:: 与えられたデータ

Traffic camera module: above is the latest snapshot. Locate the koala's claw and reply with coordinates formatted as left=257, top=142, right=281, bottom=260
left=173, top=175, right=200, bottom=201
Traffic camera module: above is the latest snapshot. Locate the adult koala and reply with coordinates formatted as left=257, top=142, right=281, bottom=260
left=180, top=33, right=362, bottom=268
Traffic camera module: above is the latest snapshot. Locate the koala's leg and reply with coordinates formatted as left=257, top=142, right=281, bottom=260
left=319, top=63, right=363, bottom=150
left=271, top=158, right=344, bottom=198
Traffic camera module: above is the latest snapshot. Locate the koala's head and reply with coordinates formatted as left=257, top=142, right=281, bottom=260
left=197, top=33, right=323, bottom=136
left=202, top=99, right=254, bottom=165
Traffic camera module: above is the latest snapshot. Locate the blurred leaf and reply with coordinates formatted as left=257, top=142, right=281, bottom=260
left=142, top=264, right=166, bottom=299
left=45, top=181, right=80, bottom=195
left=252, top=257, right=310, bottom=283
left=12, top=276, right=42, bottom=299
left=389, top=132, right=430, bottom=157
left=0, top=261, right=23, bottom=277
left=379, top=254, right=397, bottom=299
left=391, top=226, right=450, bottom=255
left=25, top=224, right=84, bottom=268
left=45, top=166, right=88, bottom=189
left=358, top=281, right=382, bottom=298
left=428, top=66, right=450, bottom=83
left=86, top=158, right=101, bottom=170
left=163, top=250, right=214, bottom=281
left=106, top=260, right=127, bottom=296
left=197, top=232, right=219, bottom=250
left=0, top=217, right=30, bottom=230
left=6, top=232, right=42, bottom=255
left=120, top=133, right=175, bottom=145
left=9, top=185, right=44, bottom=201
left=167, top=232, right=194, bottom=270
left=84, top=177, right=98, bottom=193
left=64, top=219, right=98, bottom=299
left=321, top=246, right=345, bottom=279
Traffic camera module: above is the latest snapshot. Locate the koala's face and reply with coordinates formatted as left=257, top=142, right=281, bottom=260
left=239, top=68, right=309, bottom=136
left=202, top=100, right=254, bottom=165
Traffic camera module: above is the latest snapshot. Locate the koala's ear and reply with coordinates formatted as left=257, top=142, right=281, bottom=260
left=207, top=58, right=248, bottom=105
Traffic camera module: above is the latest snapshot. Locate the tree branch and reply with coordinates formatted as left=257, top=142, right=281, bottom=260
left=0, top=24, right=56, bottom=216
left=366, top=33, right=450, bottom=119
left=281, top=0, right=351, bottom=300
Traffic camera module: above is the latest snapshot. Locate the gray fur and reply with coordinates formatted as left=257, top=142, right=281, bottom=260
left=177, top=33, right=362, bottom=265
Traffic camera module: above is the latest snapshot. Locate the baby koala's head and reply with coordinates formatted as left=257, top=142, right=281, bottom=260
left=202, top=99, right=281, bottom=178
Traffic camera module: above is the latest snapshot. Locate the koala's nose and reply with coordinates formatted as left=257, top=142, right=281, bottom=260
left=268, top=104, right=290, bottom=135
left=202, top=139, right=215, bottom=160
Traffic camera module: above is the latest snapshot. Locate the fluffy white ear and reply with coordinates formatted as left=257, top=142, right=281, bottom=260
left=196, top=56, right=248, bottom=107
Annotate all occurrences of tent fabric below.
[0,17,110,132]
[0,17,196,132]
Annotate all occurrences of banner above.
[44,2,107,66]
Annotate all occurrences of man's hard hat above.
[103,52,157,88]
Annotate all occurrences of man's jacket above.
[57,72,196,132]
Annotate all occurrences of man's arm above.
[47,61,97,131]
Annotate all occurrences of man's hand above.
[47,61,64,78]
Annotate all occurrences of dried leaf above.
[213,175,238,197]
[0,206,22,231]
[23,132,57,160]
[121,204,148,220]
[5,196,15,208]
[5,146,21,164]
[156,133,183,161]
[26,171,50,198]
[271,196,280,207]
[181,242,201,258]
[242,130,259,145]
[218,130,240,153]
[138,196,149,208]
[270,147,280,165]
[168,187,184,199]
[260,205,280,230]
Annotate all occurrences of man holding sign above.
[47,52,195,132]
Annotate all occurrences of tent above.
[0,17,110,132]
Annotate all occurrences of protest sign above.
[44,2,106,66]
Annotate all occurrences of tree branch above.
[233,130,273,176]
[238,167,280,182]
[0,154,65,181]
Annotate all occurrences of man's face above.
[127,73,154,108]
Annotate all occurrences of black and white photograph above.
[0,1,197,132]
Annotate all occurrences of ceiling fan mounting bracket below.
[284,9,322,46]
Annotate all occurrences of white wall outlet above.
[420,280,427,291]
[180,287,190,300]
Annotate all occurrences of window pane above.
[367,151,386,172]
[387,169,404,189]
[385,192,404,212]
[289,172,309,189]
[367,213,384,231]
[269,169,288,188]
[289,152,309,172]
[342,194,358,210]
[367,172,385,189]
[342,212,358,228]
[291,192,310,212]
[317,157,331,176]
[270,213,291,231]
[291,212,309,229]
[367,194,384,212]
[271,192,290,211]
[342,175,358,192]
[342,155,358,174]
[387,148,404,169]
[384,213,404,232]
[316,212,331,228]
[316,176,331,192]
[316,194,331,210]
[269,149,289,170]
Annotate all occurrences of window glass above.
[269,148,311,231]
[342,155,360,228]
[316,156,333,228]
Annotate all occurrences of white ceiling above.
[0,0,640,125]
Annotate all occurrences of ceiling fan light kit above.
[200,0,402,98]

::::

__目的__: 上のリストを、1行を1つの文字列とするJSONの配列に書き換えること。リストの全行を対象とし、空行は含めない。

__完成した演習__:
[
  "Traffic camera module: above is the latest snapshot. Locate the koala's claw and reply with coordinates formatted as left=257, top=142, right=281, bottom=260",
  "left=173, top=175, right=200, bottom=201",
  "Traffic camera module: above is the latest snapshot. Locate the adult koala and reply with coordinates formatted as left=257, top=142, right=281, bottom=260",
  "left=180, top=33, right=362, bottom=268",
  "Traffic camera module: above is the latest snapshot. Locate the koala's leg and reply with coordinates formatted as left=257, top=142, right=281, bottom=260",
  "left=319, top=63, right=363, bottom=150",
  "left=271, top=158, right=344, bottom=198",
  "Traffic camera module: above is the latest snapshot. Locate the koala's head and reply with coordinates formatted as left=257, top=142, right=281, bottom=260",
  "left=197, top=33, right=323, bottom=136",
  "left=202, top=99, right=254, bottom=165",
  "Traffic camera module: above is the latest snapshot. Locate the blurred leaf and reply with coordinates formatted as left=257, top=142, right=281, bottom=260",
  "left=142, top=264, right=166, bottom=299",
  "left=45, top=181, right=80, bottom=195",
  "left=252, top=257, right=310, bottom=283",
  "left=12, top=276, right=42, bottom=299",
  "left=389, top=132, right=430, bottom=157",
  "left=0, top=261, right=23, bottom=277",
  "left=379, top=254, right=397, bottom=299",
  "left=391, top=226, right=450, bottom=255",
  "left=25, top=224, right=84, bottom=268",
  "left=45, top=166, right=88, bottom=189",
  "left=358, top=281, right=382, bottom=298",
  "left=428, top=66, right=450, bottom=83",
  "left=86, top=158, right=101, bottom=170",
  "left=163, top=250, right=214, bottom=281",
  "left=106, top=260, right=127, bottom=296",
  "left=197, top=232, right=219, bottom=250",
  "left=0, top=217, right=30, bottom=230",
  "left=6, top=232, right=42, bottom=255",
  "left=120, top=133, right=175, bottom=145",
  "left=9, top=185, right=44, bottom=201",
  "left=167, top=232, right=194, bottom=270",
  "left=84, top=177, right=98, bottom=193",
  "left=64, top=219, right=98, bottom=299",
  "left=321, top=246, right=345, bottom=279",
  "Traffic camera module: above is the latest snapshot. Locate the koala's face and reply with coordinates formatted as left=257, top=142, right=281, bottom=260",
  "left=239, top=68, right=309, bottom=136",
  "left=202, top=100, right=254, bottom=165",
  "Traffic camera module: above is the latest snapshot. Locate the koala's ear and reply with coordinates formatted as left=257, top=142, right=281, bottom=260",
  "left=207, top=58, right=248, bottom=105",
  "Traffic camera module: above is the latest snapshot. Locate the tree branch and reply with coordinates formatted as left=257, top=142, right=281, bottom=260",
  "left=0, top=24, right=56, bottom=216",
  "left=366, top=33, right=450, bottom=119",
  "left=281, top=0, right=351, bottom=300",
  "Traffic camera module: above is the latest snapshot. Locate the gray fur and reply with coordinates formatted as left=257, top=142, right=281, bottom=260",
  "left=177, top=33, right=362, bottom=265",
  "Traffic camera module: above is the latest snapshot. Locate the baby koala's head and reply with coordinates formatted as left=257, top=142, right=281, bottom=260",
  "left=202, top=99, right=281, bottom=178",
  "Traffic camera module: above is the latest snapshot. Locate the koala's nose and reply with coordinates formatted as left=257, top=142, right=281, bottom=260",
  "left=268, top=104, right=290, bottom=135",
  "left=202, top=139, right=215, bottom=160",
  "Traffic camera module: above is the latest snapshot. Locate the fluffy white ear and reply with coordinates formatted as left=257, top=142, right=281, bottom=260",
  "left=196, top=56, right=248, bottom=107",
  "Annotate all occurrences of tent fabric below.",
  "[0,17,110,132]",
  "[0,17,196,132]",
  "Annotate all occurrences of banner above.",
  "[44,2,107,66]",
  "Annotate all occurrences of man's hard hat above.",
  "[103,52,157,88]",
  "Annotate all occurrences of man's jacket above.",
  "[57,72,196,132]",
  "Annotate all occurrences of man's arm above.",
  "[47,61,97,131]",
  "Annotate all occurrences of man's hand above.",
  "[47,61,64,78]",
  "Annotate all occurrences of dried leaf above.",
  "[213,175,238,197]",
  "[0,206,22,231]",
  "[23,132,57,160]",
  "[121,204,148,220]",
  "[5,196,15,208]",
  "[5,146,21,164]",
  "[156,133,183,161]",
  "[26,171,50,198]",
  "[271,196,280,207]",
  "[181,242,201,258]",
  "[242,130,259,145]",
  "[218,130,240,153]",
  "[138,196,149,208]",
  "[270,147,280,165]",
  "[168,187,184,199]",
  "[260,205,280,230]",
  "Annotate all occurrences of man holding sign above.",
  "[47,52,195,132]",
  "Annotate all occurrences of tent above.",
  "[0,17,110,132]",
  "Annotate all occurrences of protest sign above.",
  "[44,2,106,66]",
  "Annotate all occurrences of tree branch above.",
  "[233,130,273,176]",
  "[238,167,280,182]",
  "[0,154,65,181]",
  "Annotate all occurrences of man's face above.",
  "[127,73,154,108]",
  "Annotate all occurrences of black and white photograph above.",
  "[0,1,197,132]",
  "Annotate all occurrences of ceiling fan mounting bracket below.",
  "[284,9,322,46]",
  "Annotate all occurrences of white wall outlet above.",
  "[420,280,427,291]",
  "[180,287,190,300]",
  "Annotate all occurrences of window pane above.",
  "[367,151,386,172]",
  "[387,169,404,189]",
  "[385,192,404,212]",
  "[289,172,309,189]",
  "[367,213,384,231]",
  "[269,169,288,188]",
  "[289,152,309,172]",
  "[342,194,358,210]",
  "[367,172,385,189]",
  "[342,212,358,228]",
  "[291,192,310,212]",
  "[317,157,331,176]",
  "[270,213,291,231]",
  "[291,212,309,229]",
  "[367,194,384,212]",
  "[271,192,290,211]",
  "[342,175,358,192]",
  "[342,155,358,174]",
  "[387,148,404,169]",
  "[384,213,404,232]",
  "[316,212,331,228]",
  "[316,176,331,192]",
  "[316,194,331,210]",
  "[269,149,289,170]",
  "Annotate all occurrences of window glass above.",
  "[269,148,311,231]",
  "[342,155,360,228]",
  "[316,156,333,228]",
  "Annotate all occurrences of white ceiling above.",
  "[0,0,640,125]",
  "Annotate all occurrences of ceiling fan light kit above.",
  "[200,0,402,98]"
]